== YOUR TASKS ==
• a. Transcribe everything in the Palm Sunday reflection from "Covenant folk and" down to "gloss over.".
• b. Answer these from the Palm Sunday reflection:
(i) Which instrument was the writer asked to play for the Holy Week concert?
(ii) What was Lakeside Baptist Church in Oakland originally called?
(iii) What will this Palm Sunday have nothing of?

With
this most unusual Palm Sunday approaching, I am remembering a Palm Sunday when
I was in high school. I don’t know what the connection was, but I had been
asked to play timpani for the Holy Week concert of the Mission Covenant Church
on 5th Avenue in Oakland, California. The Swedish (now Evangelical)
Covenant folk and the Swedish Baptist (General Conference) folk considered
themselves to be kin as non-conformists from the Lutheran state church of
Sweden. I grew up with Lakeside (originally First Swedish) Baptist Church in
Oakland, so I’m sure my name got passed along in some comparing Holy Week plans
conversation. I don’t remember the music, but I do remember the bright sunny
day, the packed church, and the rousing spirit of the music. I felt honored to
shine in that moment.
Now
neither of those churches are what they were in the early 60s, and neither am
I. This Palm Sunday will have nothing of the jostling of people that
accompanied Jesus into Jerusalem. Reflecting on the lectionary readings is
prompting me to probe more deeply into familiar territory that I am prone to
gloss over.

== GIVEN DATA ==
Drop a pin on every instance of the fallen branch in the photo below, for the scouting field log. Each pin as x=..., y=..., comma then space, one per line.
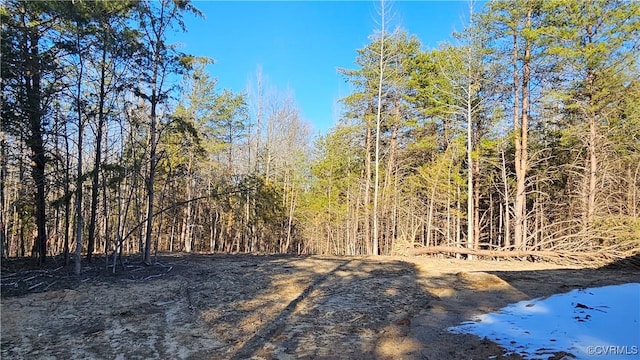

== EXERCISE SOLUTIONS ==
• a.
Covenant folk and the Swedish Baptist (General Conference) folk considered
themselves to be kin as non-conformists from the Lutheran state church of
Sweden. I grew up with Lakeside (originally First Swedish) Baptist Church in
Oakland, so I’m sure my name got passed along in some comparing Holy Week plans
conversation. I don’t remember the music, but I do remember the bright sunny
day, the packed church, and the rousing spirit of the music. I felt honored to
shine in that moment.
Now
neither of those churches are what they were in the early 60s, and neither am
I. This Palm Sunday will have nothing of the jostling of people that
accompanied Jesus into Jerusalem. Reflecting on the lectionary readings is
prompting me to probe more deeply into familiar territory that I am prone to
gloss over.

• b.
(i) Timpani.
(ii) First Swedish Baptist Church.
(iii) The jostling of people that accompanied Jesus into Jerusalem.